#### Supplied records

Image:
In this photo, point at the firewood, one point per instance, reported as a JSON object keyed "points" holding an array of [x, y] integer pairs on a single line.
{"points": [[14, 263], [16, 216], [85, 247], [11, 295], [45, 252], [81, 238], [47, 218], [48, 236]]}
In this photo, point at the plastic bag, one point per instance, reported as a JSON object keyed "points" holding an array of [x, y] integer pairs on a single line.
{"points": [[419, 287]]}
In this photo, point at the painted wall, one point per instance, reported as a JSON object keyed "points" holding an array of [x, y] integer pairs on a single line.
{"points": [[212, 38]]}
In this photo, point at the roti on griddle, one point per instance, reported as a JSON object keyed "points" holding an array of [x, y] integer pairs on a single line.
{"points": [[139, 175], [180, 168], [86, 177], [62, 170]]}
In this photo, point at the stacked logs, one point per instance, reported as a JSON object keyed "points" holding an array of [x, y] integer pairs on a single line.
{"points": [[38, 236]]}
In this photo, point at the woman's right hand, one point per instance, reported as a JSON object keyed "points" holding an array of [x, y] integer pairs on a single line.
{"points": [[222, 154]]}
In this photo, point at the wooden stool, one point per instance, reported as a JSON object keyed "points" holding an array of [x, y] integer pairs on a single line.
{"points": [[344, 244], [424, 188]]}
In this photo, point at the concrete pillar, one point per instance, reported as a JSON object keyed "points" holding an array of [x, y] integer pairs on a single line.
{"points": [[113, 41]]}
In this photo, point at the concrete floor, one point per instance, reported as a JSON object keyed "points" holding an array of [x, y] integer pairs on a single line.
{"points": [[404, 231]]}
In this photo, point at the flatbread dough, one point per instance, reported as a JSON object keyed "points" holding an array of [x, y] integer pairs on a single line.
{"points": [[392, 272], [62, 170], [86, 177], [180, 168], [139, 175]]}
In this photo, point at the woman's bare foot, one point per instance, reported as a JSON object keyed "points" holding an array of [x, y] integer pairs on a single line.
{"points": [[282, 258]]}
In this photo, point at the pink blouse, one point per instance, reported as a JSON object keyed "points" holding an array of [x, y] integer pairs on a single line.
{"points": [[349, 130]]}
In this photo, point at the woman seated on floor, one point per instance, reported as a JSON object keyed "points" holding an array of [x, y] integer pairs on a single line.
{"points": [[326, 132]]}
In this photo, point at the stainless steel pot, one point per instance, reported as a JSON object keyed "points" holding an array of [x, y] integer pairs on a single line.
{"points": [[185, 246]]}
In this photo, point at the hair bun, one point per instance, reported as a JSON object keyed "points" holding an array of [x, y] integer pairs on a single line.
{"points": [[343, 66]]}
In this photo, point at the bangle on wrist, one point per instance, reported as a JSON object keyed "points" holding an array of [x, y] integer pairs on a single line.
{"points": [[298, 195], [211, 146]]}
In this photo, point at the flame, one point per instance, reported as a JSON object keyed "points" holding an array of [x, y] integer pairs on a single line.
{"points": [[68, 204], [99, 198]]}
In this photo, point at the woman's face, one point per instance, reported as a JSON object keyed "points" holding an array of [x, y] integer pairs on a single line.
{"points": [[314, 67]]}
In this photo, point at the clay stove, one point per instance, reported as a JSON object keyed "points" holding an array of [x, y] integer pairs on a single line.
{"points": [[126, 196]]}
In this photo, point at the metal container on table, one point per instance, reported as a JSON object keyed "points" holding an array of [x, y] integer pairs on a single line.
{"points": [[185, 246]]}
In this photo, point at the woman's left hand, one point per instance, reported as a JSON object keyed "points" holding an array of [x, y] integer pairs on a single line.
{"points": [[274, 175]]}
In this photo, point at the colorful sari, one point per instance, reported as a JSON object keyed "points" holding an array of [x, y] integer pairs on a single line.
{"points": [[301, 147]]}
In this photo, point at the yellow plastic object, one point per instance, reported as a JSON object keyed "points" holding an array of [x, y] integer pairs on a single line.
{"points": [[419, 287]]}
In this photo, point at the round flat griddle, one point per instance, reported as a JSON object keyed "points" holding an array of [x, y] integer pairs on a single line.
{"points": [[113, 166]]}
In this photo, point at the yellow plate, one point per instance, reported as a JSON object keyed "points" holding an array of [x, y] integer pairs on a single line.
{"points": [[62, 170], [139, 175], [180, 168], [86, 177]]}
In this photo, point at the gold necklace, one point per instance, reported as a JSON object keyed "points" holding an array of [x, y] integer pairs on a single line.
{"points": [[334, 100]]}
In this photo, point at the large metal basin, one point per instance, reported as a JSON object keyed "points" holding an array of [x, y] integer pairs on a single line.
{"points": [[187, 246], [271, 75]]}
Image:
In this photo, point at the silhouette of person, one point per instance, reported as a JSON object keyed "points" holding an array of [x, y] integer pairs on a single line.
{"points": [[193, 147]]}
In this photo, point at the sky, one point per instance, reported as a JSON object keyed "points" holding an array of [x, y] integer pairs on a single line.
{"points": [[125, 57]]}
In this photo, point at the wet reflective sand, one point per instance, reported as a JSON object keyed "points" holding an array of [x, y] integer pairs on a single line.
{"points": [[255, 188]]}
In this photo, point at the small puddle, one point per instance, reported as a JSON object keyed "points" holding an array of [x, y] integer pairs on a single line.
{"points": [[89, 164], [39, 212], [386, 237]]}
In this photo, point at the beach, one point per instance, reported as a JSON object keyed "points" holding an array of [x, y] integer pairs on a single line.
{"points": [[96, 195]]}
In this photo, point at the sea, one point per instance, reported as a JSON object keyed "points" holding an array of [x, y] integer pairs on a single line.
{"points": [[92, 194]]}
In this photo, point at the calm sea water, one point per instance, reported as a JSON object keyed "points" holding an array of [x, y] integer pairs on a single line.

########

## Aim of the exercise
Copy out the stretch of lines from the one containing "In this photo, point at the sky, one" through the last line above, requests included, and shift every x and y coordinate in the answers by adding 89.

## Reply
In this photo, point at the sky, one point per instance, reported as a JSON object keyed "points" holding an array of [x, y] integer pairs on a single line.
{"points": [[214, 146]]}
In this photo, point at the wet reflective sand, one point per instance, reported as a JSON object keyed "points" holding an array of [x, y] integer pairs on a single line.
{"points": [[344, 277]]}
In this photo, point at the small puddle, one point per instance, reported as a JSON object keyed "points" holding an array of [x, y] integer pairs on a single line.
{"points": [[178, 253], [128, 301], [475, 326]]}
In this photo, point at the beach, one point per instance, reported as a JSON object keyed "points" holding an array of [x, y] integer pairs on a single line.
{"points": [[185, 284]]}
In this photo, point at the sea, one point per instance, reported as a JSON object keyed "points" holding an array of [x, y] integer pairs on a single line.
{"points": [[181, 283]]}
In this photo, point at the calm sea water, one point per instance, reported as a JSON object keyed "points" holding an array of [x, y] integer pairs on a single line.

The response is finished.